## [Instructions to follow]
Span requested from the data below: the line with "Mark the utility" through the line with "Mark the wet rock, one point per instance.", both included. Give only these lines again, exactly, and leave every picture out.

::: Records for the task :::

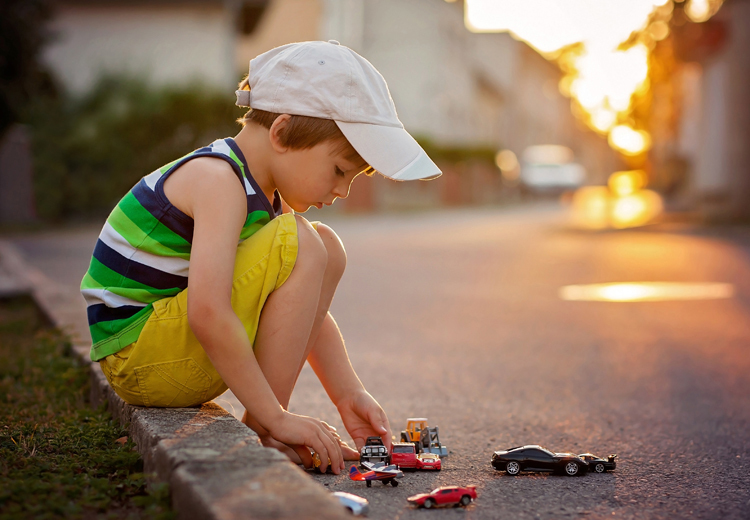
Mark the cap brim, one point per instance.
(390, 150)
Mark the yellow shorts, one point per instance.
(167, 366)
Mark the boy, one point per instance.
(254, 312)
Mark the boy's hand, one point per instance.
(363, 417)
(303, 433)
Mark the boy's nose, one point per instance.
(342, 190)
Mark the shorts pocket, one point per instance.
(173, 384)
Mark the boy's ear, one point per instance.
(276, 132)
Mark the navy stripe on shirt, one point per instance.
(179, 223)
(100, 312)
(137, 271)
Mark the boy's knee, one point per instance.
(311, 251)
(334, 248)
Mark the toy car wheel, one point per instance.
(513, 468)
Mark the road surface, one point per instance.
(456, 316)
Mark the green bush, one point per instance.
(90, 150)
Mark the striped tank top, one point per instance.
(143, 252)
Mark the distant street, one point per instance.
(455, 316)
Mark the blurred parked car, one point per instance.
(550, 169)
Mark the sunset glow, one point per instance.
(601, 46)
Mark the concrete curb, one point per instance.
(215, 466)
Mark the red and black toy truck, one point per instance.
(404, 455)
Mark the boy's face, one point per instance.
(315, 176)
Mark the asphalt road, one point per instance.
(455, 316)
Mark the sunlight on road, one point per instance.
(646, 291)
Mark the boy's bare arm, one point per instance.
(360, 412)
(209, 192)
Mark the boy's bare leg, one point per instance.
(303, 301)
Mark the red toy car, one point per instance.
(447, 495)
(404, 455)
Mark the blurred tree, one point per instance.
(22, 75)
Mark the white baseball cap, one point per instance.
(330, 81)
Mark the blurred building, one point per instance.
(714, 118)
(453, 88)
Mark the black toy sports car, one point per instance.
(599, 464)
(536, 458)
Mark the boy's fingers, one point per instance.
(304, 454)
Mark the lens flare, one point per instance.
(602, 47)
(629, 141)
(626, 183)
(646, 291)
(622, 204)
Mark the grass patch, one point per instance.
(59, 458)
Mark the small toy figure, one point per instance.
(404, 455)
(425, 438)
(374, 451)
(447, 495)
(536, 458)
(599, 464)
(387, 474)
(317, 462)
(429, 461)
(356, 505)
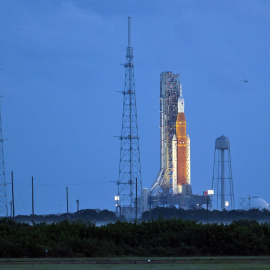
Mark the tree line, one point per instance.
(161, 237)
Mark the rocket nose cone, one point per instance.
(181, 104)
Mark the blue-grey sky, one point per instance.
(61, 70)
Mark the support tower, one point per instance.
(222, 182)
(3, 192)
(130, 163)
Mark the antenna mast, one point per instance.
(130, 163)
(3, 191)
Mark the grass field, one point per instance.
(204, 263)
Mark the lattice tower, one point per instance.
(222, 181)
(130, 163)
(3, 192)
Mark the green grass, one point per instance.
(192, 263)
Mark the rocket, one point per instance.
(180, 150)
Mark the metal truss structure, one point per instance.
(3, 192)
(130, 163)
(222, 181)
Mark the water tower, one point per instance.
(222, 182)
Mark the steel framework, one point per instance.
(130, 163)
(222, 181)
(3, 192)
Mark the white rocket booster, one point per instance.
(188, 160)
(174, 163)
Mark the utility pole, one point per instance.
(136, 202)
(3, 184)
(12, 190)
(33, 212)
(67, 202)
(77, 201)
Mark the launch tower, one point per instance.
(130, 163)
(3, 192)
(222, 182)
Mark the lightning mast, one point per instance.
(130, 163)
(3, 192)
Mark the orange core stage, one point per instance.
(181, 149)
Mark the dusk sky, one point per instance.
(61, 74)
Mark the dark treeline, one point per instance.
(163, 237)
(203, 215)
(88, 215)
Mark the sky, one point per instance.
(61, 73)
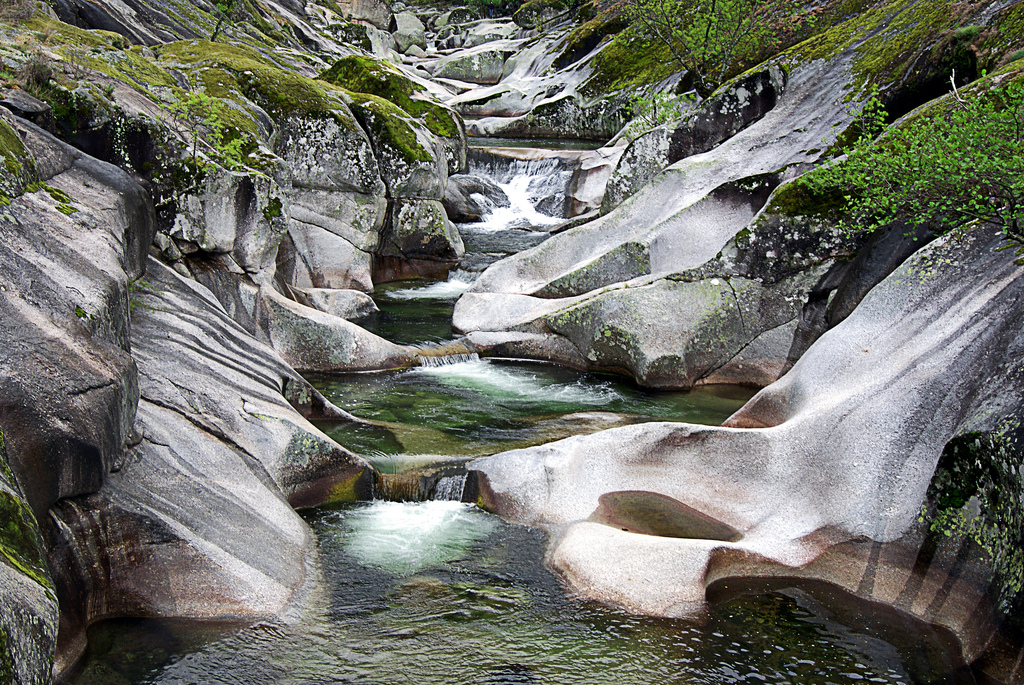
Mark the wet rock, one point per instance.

:::
::: Records for the task :::

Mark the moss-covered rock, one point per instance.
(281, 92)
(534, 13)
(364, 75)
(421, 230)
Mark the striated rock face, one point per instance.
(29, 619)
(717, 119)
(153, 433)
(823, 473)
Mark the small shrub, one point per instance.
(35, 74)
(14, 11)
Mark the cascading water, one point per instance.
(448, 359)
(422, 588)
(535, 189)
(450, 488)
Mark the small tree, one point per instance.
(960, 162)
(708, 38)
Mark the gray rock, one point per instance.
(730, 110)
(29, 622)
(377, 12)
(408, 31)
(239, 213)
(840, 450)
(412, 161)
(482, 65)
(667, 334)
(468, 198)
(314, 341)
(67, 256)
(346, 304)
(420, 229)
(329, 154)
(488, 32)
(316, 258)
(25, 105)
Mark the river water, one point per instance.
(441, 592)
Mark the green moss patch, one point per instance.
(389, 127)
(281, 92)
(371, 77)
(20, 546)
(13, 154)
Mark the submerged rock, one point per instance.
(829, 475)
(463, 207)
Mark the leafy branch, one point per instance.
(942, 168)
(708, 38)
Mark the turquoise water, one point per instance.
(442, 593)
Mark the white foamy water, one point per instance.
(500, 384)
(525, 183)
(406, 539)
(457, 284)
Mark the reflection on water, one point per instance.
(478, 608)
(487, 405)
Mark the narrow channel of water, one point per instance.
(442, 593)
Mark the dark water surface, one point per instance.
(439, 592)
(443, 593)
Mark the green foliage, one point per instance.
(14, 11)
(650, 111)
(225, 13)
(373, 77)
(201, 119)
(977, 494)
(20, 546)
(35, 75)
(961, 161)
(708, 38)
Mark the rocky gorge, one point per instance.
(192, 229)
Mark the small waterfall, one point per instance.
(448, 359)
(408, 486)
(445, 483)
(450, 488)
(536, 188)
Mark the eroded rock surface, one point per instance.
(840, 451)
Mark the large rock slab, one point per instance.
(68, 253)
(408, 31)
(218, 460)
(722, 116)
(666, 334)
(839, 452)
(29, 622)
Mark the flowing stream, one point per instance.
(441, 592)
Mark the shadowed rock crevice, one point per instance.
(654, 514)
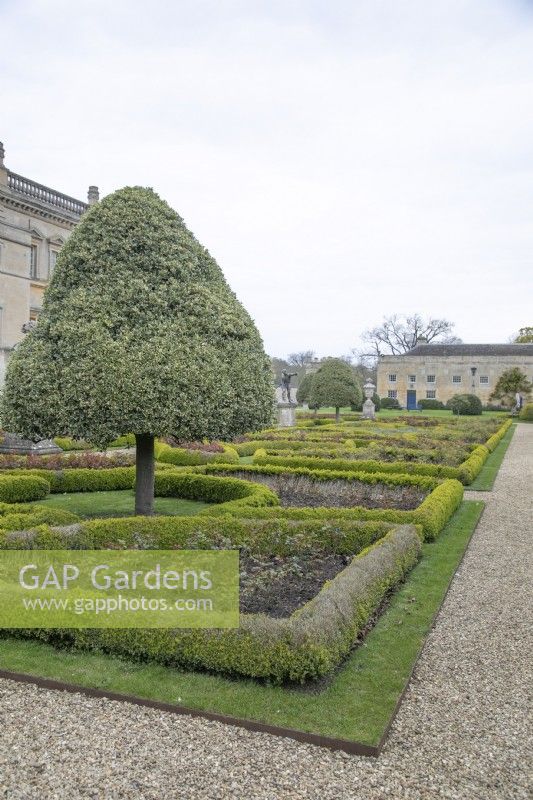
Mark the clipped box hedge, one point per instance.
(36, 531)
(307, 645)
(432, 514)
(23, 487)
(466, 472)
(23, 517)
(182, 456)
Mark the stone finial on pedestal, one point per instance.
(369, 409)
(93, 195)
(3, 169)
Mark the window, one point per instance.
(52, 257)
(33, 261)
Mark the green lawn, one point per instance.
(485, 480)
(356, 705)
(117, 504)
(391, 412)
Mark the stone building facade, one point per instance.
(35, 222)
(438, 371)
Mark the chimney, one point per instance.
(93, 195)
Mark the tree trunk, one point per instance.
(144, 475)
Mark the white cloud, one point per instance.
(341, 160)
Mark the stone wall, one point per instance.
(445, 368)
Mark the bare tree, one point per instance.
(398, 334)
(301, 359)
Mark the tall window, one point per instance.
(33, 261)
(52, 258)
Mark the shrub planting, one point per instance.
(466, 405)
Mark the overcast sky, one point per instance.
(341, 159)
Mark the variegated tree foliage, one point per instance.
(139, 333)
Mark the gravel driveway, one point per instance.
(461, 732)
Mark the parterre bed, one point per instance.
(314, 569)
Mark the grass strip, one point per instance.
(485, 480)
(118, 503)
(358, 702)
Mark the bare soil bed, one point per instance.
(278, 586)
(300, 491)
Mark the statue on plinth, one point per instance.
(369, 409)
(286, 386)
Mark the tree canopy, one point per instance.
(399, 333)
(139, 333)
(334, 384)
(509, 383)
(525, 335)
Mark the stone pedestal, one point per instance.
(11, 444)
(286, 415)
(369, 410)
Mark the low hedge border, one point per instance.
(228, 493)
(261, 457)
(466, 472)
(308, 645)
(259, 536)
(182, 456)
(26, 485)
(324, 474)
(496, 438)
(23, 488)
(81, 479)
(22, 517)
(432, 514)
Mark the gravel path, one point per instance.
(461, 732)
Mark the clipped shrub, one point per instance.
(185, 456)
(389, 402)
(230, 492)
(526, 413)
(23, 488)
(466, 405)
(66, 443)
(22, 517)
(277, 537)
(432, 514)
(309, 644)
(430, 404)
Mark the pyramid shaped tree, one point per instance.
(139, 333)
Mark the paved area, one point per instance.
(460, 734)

:::
::: Records for the task :::

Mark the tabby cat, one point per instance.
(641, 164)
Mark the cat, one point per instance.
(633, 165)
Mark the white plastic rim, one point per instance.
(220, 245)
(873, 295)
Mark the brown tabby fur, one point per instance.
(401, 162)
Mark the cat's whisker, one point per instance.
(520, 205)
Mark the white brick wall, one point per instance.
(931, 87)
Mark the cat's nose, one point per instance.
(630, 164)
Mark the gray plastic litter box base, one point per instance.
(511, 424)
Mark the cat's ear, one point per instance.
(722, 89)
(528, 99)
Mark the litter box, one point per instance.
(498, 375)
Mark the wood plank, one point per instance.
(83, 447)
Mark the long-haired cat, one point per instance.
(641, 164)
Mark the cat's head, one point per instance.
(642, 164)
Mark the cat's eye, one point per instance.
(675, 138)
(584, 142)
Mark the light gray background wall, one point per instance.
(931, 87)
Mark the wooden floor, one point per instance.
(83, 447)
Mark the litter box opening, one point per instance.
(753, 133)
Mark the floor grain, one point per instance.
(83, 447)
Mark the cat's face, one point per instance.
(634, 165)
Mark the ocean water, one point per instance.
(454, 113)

:::

## [Final answer]
Mark the utility pole, one point per instance.
(136, 202)
(3, 184)
(12, 190)
(33, 212)
(67, 202)
(77, 201)
Mark the launch tower, one point per instance.
(130, 163)
(3, 192)
(222, 182)
Mark the lightning mast, one point per instance.
(130, 163)
(3, 192)
Mark the orange core stage, one point per instance.
(181, 149)
Mark the dusk sky, one point per instance.
(61, 74)
Mark the dark treeline, one point per instance.
(163, 237)
(203, 215)
(88, 215)
Mark the sky, one point per instance.
(61, 73)
Mark the wet rock, one point per instance.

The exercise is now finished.